Texto do exercício →
= = = =
25 de jul. de 2007

Da Série "textos que gostaria de ter escrito"

Coluna do Juca Kfouri de segunda-feira, na Folha de São Paulo:


PEGUE-SE QUALQUER exemplo, mas fiquemos com os mais recentes.

No esporte, para começar.

O milésimo de Romário é um bom caso.

O Pan-2007, outro.

Ora, todos sabemos que o Baixinho, fabuloso, maior jogador que uma grande área já viu, criou um objetivo para ele mesmo e todos entraram na festa. Viva!

Mentira inofensiva. Mas mentira. Mentirinha, digamos.

Com o Pan é mais grave, pelo uso do dinheiro público sem a menor cerimônia, um dinheiro que os passageiros que cruzam o país pelos ares agradeceriam se o vissem mais bem gasto.

E aí a falsidade é grave, porque mata.

Em torno do Pan, a omissão é medalha de diamantes.

Thiago Pereira, que é um nadador digno de todo respeito e não tem a menor culpa do que se omite, é tratado como quem superou Mark Spitz.

E, friamente, é verdade.
= = = =
Dados →
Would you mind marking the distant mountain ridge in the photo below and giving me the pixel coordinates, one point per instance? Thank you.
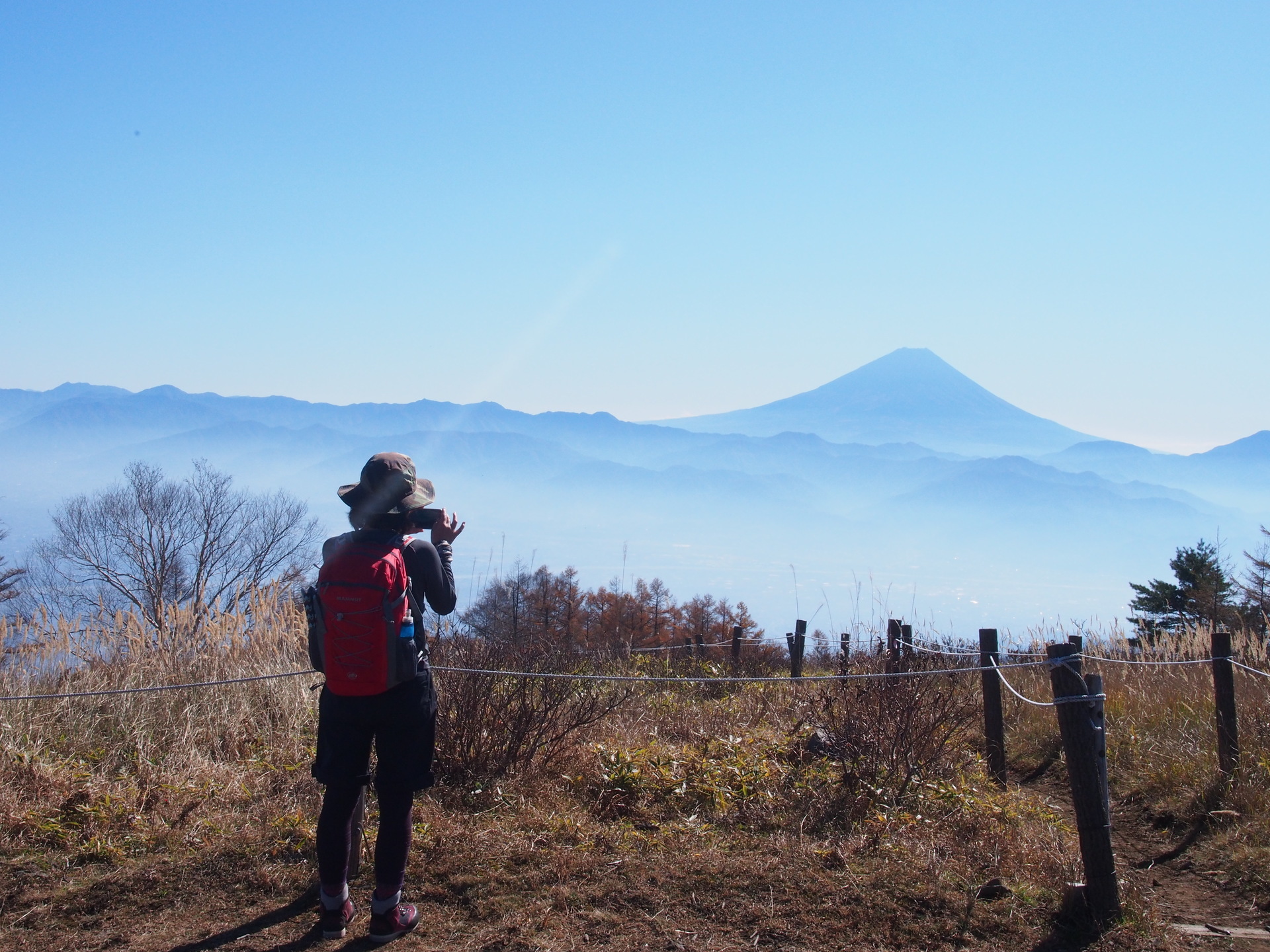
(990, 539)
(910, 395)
= = = =
Tarefas a realizar →
a. Duplique, por favor, o trecho da coluna que começa nas palavras "E aí a falsidade" e termina depois de "superou Mark Spitz.".
b. Responda, com base na coluna:
(i) De qual jogador é o milésimo gol citado como exemplo?
(ii) Com qual nadador Thiago Pereira é comparado?
(iii) Em que jornal a coluna foi publicada?
Baseie-se somente na coluna, e não na listagem.

Conjunto de respostas →
a.
E aí a falsidade é grave, porque mata.

Em torno do Pan, a omissão é medalha de diamantes.

Thiago Pereira, que é um nadador digno de todo respeito e não tem a menor culpa do que se omite, é tratado como quem superou Mark Spitz.

b.
(i) Romário.
(ii) Mark Spitz.
(iii) Na Folha de São Paulo.